PROBLEMS AND TASKS —
[a] In the text on applying an equation of state (EoS) to a known fluid mixture, which open source library does the Pyrus PVT modelling tool use for its underlying EoS?
[b] Carry on the text about applying an equation of state to a known fluid mixture composition, starting right after its last sentence.

PROVIDED TEXT —
Approach 2: Application of an EoS to a Known Fluid Mixture Composition
For pure fluids, such as methane or carbon dioxide, a great deal a research effort has been invested into studying and modelling the behaviour of these pure compounds. One such open source library is the CoolProp library. This wonderful library is released with several wrappers for different languages, including Java, which means it can be incorporated into many different applications. Specifically in relation to Java I can confirm that it compiles and runs on Windows, Linux and MacOS as I contributed a patch that fixed an issue with their MacOS flavoured wrapper. Within the Pyrus suite of oil and gas tools, the PVT modelling tool uses CoolProp for the underlying EoS.
As petroleum engineers we very rarely deal with pure fluids. Even if we are looking at something like carbon dioxide sequestration, we are likely to be dealing with a mixture of mostly pure carbon dioxide, plus a smaller fraction of contaminants such as nitrogen or air etc. With hydrocarbon fluids, there are literally hundreds of thousands of possible compounds that can be found in any oil or gas, although the gases (thankfully) tend to have a large number of simple compounds such as methane, ethane, propane etc. These multiple heavier components can be grouped into one or more pseudo-components that reflect the paraffinic, napthenic and aromatic predominance. Characterisation of this plus fraction component is a detailed separate discussion. Suffice to say, it has a large influence on the fluid property predictions when applying an EoS to a composition. With this in mind, laboratories now provide breakdowns for pseudo-components with single carbon numbers up to C36+ or higher, rather than just a C7+ fraction.

INPUT DATA —
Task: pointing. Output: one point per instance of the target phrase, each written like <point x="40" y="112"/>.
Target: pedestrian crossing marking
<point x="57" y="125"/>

EXPECTED RESULTS —
[a] CoolProp

[b]
With a detailed fluid composition, a cubic EoS can be used. These equations have a long history, tracing their roots back to Nobel prize winner van der Waals in 1873. In over a century and a half many variations to the original cubic EoS have been investigated and published, and although they are not able to perfectly predict all fluid properties, they have stood the test of time and are commonly utilised today. Essentially, the world is still waiting for someone to invent or discover a better approach.
The Pyrus suite incorporates an implementation of a cubic EoS. This imposes a simpler user interface onto the problem, and allows more advanced fluid properties to be determined. The challenge is that is necessary to have a detailed fluid composition to use this approach, and if only field data are available, then usually the conclusion is that a cubic EoS cannot be used.
The New Algorithm: Bridging the Gap
Given a problem of determining many unknowns from far fewer knowns, the brute force solution is essentially a trial and error search methodology. The strategy is to first guess what the unknowns are; in our case a fluid composition. Using the composition, a cubic EoS is applied to predict the field data. The predicted properties are then compared against the known measured properties. If the properties match, then excellent, you’ve found the correct composition. If they don’t match, then you can use the answer obtained to come up with a better match. Simply rinse and repeat the cycle until you converge on a solution that is close to matching.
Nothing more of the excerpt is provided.